-- ACTION ITEM --
Report only how many lines below include "blue".

-- DATA TO EXAMINE --
━━━━━━━━━━━━━━━━━━━━━━━━━━━━━━

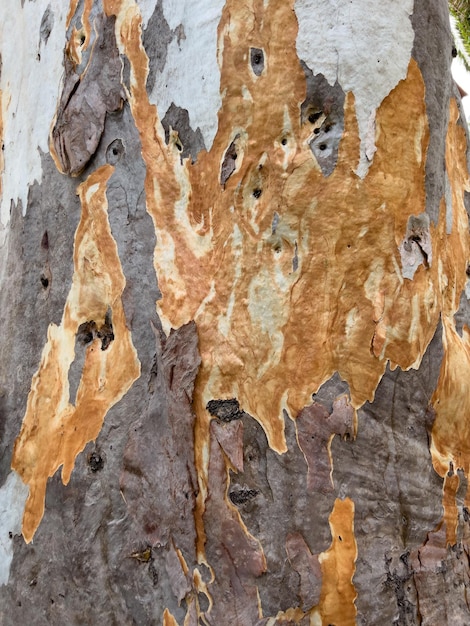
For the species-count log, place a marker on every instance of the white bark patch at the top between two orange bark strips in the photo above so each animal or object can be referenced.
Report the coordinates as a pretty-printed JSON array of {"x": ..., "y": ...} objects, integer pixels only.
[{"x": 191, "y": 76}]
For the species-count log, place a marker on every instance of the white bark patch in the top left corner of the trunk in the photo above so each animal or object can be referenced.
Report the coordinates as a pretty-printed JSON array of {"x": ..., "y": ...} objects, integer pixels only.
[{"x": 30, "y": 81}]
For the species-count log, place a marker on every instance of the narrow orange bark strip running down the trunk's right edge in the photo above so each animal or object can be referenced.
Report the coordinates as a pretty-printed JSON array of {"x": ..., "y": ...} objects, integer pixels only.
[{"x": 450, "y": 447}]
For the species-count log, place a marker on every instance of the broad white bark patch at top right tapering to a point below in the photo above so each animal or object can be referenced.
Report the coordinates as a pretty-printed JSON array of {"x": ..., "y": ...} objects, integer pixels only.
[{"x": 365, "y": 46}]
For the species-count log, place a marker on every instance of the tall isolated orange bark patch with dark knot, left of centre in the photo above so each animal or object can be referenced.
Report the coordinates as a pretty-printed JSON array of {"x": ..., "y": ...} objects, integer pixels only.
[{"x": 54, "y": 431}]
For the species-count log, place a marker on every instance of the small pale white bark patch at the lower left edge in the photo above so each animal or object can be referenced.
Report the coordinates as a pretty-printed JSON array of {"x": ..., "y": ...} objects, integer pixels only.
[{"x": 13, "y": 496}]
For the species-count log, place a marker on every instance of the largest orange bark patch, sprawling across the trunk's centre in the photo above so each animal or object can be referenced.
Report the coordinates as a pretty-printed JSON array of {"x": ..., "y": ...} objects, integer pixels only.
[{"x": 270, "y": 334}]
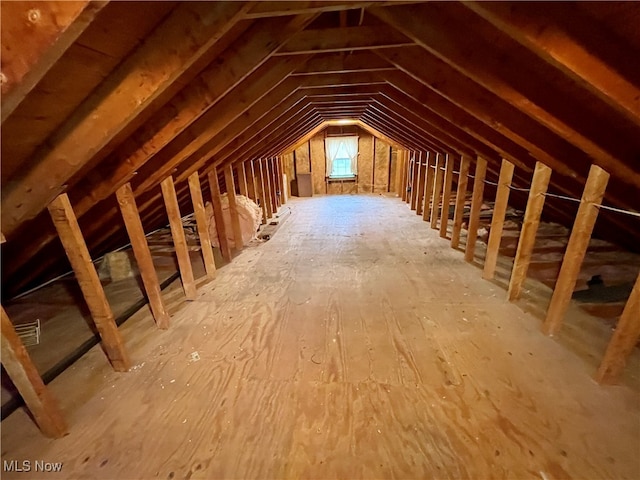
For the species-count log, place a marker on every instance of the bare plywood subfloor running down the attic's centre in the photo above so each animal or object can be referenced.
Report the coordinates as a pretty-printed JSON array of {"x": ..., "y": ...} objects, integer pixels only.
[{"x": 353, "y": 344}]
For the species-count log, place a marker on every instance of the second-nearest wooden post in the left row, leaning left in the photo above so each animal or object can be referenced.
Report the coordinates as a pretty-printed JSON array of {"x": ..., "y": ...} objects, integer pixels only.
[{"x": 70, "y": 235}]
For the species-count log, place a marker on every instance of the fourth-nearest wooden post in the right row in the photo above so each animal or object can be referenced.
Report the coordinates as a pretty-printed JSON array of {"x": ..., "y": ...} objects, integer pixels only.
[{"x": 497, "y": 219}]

━━━━━━━━━━━━━━━━━━━━━━━━━━━━━━

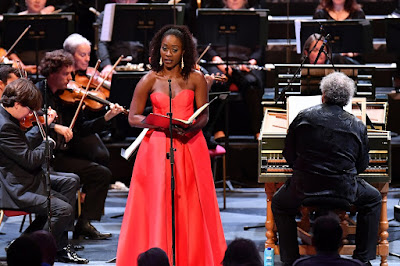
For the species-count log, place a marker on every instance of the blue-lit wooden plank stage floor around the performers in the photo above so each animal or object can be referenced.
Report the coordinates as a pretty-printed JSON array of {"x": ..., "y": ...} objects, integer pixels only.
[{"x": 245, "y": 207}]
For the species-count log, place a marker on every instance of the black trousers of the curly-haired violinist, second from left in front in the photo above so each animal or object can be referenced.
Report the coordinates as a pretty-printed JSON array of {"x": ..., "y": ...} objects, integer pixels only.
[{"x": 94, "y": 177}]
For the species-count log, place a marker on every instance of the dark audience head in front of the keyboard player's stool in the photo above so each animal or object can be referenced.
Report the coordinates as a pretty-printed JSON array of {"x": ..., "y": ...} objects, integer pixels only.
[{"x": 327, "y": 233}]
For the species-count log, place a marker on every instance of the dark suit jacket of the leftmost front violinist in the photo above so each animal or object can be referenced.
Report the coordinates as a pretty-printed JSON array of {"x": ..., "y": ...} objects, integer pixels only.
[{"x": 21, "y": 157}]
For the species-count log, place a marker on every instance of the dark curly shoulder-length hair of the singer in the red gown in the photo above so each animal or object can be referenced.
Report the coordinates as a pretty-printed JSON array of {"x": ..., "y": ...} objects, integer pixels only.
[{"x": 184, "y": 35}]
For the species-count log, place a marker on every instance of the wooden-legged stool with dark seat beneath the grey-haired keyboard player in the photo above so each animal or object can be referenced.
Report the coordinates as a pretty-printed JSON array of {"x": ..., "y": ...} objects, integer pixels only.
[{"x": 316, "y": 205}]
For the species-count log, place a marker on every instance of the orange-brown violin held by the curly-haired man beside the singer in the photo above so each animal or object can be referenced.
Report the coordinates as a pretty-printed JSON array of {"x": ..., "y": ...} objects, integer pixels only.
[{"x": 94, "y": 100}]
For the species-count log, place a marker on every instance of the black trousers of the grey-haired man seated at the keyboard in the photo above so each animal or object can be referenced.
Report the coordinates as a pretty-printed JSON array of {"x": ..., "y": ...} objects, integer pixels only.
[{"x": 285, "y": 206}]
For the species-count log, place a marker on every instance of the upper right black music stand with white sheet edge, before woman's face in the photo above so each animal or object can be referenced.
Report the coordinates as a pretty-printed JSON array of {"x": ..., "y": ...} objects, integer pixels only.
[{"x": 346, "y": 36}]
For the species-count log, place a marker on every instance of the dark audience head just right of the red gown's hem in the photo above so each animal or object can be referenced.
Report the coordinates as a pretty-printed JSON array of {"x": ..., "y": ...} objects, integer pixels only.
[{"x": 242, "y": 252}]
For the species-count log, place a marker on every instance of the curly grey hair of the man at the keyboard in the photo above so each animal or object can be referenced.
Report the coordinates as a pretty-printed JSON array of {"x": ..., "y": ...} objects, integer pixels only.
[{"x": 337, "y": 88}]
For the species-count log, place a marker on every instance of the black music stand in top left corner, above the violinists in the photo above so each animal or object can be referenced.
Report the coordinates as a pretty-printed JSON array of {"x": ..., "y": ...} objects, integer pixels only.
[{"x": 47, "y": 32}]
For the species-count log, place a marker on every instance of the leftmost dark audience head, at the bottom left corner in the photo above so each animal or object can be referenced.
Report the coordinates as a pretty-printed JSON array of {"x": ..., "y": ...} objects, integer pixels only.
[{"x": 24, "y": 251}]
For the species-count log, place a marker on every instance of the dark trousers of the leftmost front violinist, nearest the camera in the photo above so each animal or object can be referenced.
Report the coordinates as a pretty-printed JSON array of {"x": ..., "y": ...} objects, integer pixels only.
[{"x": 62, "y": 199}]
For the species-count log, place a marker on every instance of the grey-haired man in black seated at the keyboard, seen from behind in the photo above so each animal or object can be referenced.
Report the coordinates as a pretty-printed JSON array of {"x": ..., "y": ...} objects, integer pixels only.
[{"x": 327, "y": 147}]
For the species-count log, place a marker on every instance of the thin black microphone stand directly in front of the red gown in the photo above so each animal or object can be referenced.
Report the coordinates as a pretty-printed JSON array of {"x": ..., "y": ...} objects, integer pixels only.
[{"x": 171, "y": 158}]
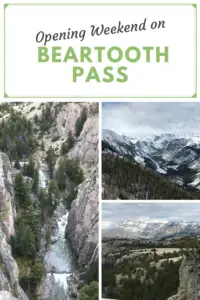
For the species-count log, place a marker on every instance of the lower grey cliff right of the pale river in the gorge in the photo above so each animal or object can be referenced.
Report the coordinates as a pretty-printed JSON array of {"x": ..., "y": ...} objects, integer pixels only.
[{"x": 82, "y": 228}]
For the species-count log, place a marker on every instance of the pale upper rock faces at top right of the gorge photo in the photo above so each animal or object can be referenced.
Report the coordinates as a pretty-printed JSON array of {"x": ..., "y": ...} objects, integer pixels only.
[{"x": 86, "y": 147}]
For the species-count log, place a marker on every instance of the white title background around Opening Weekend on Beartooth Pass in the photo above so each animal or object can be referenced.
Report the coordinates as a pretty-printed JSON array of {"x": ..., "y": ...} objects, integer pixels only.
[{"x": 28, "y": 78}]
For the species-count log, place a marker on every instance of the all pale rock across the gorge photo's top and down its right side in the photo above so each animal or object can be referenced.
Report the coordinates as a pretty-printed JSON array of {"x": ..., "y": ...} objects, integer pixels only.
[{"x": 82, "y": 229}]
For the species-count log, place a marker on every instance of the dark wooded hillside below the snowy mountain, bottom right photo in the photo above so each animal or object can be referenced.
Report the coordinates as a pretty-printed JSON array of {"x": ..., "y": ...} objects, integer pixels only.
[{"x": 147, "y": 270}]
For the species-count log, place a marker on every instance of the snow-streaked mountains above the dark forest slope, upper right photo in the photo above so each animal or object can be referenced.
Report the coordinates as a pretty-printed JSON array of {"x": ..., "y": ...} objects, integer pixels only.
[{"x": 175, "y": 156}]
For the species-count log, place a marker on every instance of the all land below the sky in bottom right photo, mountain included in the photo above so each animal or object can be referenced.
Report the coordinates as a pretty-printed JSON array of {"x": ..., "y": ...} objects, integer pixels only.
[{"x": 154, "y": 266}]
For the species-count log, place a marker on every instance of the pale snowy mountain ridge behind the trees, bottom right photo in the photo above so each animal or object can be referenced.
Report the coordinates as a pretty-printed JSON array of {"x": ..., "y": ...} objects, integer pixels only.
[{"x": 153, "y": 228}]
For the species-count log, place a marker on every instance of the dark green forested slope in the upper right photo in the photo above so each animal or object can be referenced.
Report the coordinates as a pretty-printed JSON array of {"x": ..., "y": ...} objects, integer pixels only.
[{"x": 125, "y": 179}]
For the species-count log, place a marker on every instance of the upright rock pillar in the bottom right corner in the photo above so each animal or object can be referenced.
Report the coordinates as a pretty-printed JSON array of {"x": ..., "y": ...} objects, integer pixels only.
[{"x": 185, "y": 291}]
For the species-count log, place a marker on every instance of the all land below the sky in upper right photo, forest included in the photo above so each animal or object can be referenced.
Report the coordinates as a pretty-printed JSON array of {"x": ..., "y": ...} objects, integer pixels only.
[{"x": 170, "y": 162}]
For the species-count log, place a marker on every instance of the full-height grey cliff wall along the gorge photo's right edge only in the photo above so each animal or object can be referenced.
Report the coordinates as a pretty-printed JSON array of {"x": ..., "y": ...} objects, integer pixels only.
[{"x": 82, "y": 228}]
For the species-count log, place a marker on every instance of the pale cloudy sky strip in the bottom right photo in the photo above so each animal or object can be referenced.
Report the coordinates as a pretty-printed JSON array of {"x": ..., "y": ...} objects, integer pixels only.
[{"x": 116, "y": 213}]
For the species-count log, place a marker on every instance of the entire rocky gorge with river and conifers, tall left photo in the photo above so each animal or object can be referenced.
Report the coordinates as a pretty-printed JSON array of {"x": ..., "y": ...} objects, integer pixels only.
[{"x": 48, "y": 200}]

━━━━━━━━━━━━━━━━━━━━━━━━━━━━━━

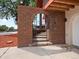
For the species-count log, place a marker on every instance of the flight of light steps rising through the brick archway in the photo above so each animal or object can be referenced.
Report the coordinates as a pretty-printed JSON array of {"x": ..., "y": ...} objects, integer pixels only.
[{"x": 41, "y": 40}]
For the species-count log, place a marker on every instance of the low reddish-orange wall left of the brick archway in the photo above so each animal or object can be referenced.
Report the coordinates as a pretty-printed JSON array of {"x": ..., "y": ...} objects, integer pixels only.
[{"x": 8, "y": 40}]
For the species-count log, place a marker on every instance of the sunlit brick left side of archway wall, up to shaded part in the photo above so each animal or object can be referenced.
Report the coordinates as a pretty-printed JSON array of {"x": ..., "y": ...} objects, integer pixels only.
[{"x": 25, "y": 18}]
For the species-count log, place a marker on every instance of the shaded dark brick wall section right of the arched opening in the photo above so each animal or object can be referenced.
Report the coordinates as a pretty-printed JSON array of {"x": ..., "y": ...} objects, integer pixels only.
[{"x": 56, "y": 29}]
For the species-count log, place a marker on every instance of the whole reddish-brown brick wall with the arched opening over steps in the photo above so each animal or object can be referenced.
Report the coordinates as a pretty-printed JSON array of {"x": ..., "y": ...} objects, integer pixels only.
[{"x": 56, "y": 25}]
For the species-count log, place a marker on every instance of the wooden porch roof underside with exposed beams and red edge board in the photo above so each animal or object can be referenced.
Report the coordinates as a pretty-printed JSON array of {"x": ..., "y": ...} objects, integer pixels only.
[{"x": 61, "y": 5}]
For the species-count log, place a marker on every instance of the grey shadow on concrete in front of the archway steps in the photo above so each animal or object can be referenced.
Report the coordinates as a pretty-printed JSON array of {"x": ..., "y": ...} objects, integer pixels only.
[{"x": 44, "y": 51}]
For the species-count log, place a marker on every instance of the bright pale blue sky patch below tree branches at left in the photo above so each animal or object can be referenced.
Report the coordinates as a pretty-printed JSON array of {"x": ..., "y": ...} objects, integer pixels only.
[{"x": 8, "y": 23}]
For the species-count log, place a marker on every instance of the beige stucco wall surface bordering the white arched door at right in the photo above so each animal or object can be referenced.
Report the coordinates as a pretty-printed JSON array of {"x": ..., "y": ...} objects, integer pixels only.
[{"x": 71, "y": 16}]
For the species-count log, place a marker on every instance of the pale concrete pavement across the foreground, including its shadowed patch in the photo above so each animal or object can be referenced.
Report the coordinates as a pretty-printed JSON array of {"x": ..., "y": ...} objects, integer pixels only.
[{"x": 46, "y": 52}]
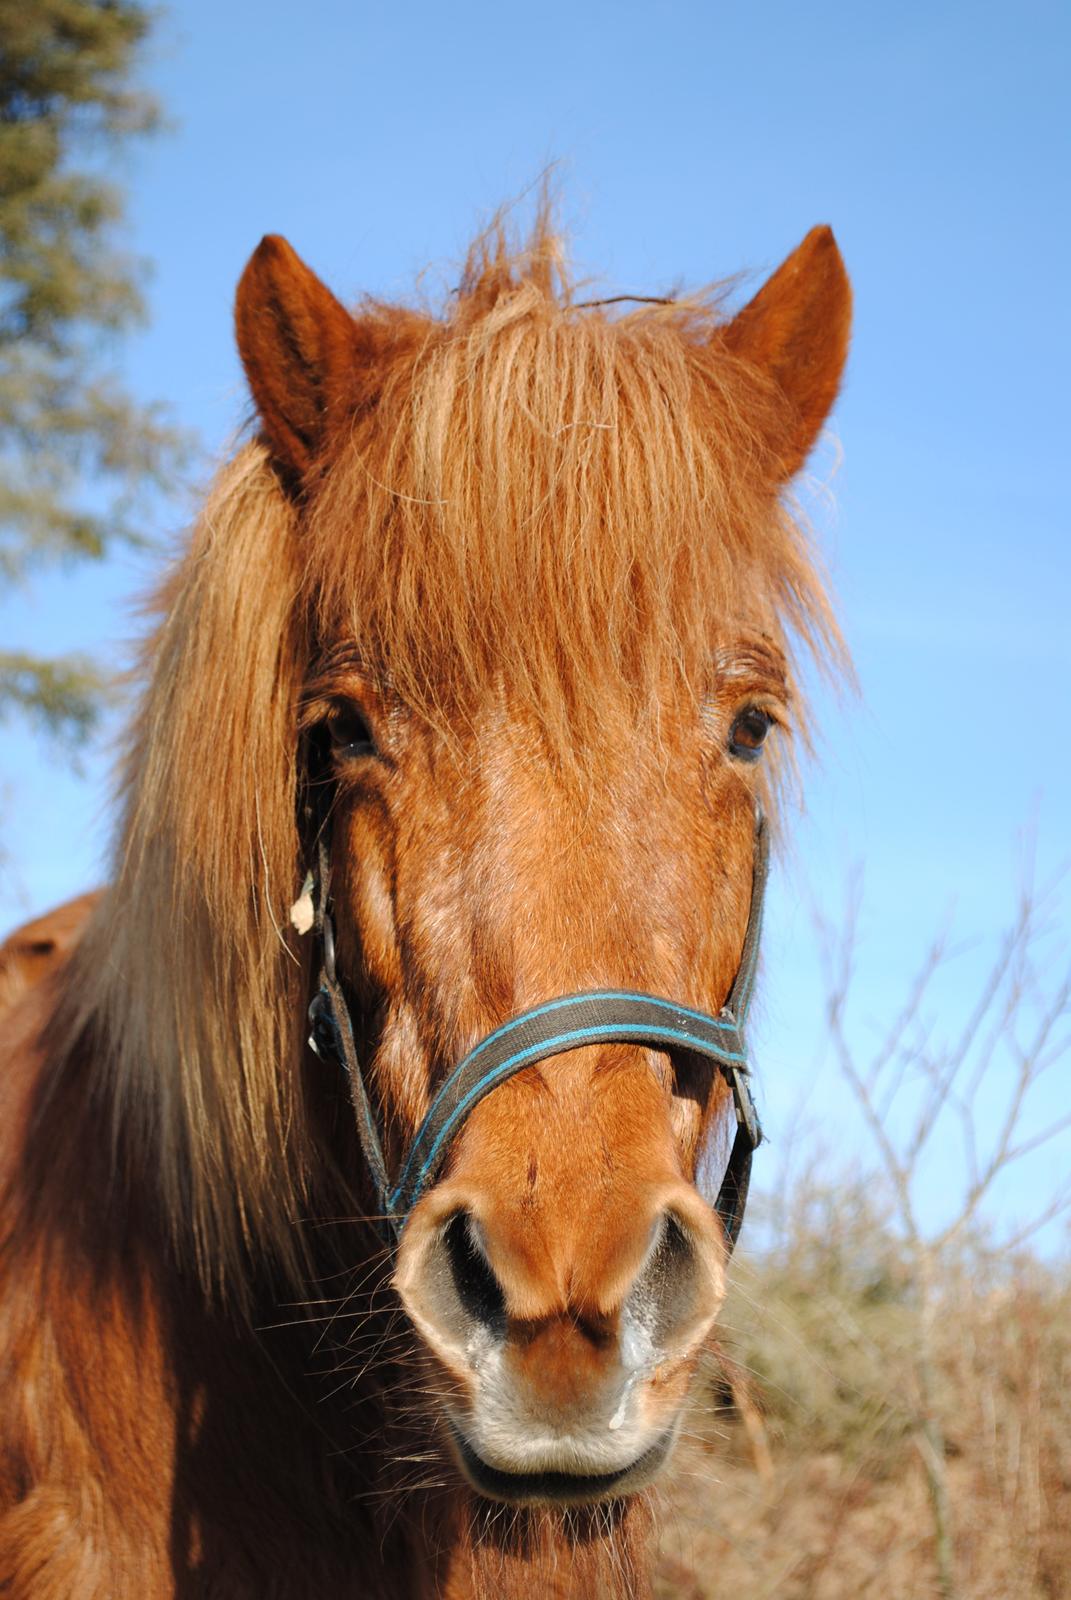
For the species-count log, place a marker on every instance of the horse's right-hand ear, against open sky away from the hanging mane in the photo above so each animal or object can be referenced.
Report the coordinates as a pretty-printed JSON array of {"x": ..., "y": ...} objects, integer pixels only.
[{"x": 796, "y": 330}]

━━━━━━━━━━━━━━━━━━━━━━━━━━━━━━

-- RESPONSE AREA --
2